"""

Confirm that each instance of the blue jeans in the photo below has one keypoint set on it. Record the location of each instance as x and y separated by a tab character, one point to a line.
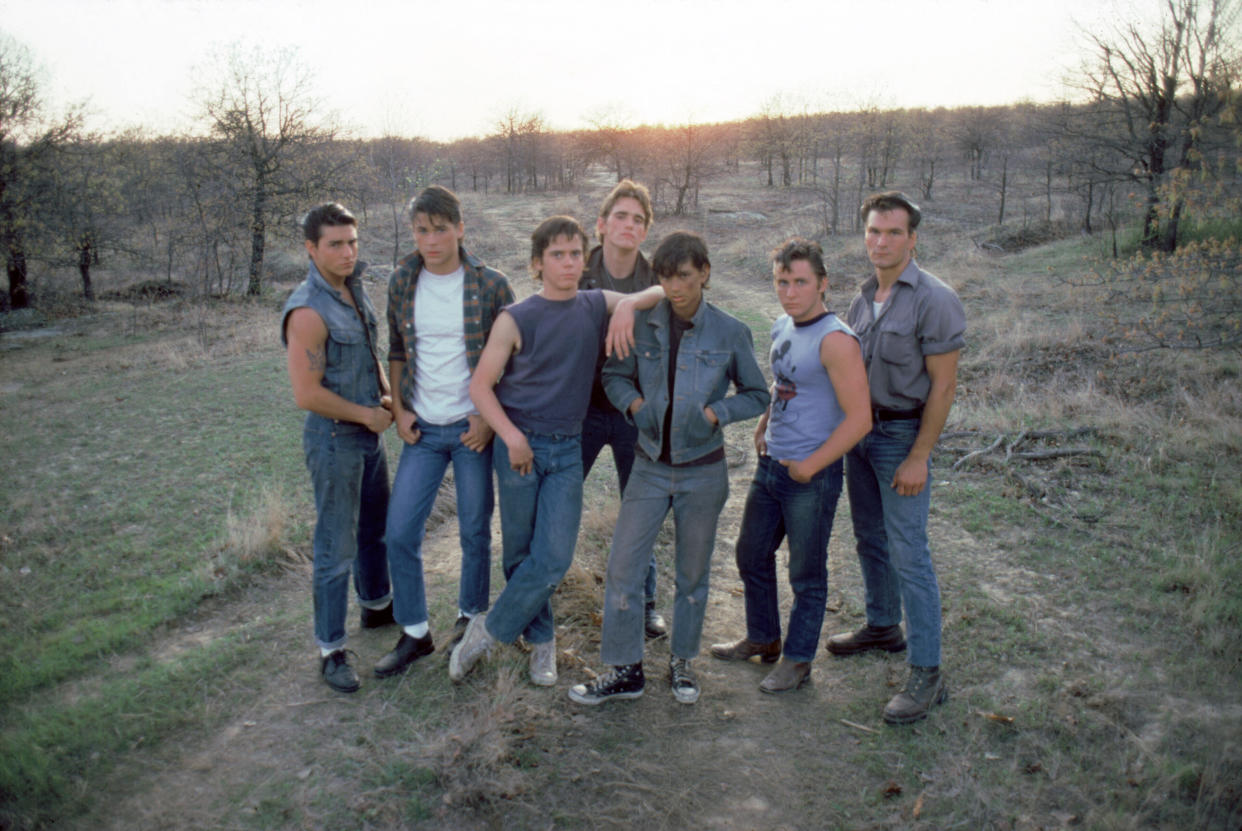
610	427
417	480
892	533
696	494
780	508
349	475
539	517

"""

Task directions
Format every line of the listing above as a JSON list of strings, one string per line, leaving out blank lines and the picture.

Result for this task
[
  "Confirm that each instance of the blue jeans in the photo below has one keypoint set on it. Record the location of each instance as x and y separated by a tab character, one point to a line.",
  "610\t427",
  "417\t480",
  "892\t533",
  "696\t494",
  "780\t508",
  "349\t475",
  "539\t517"
]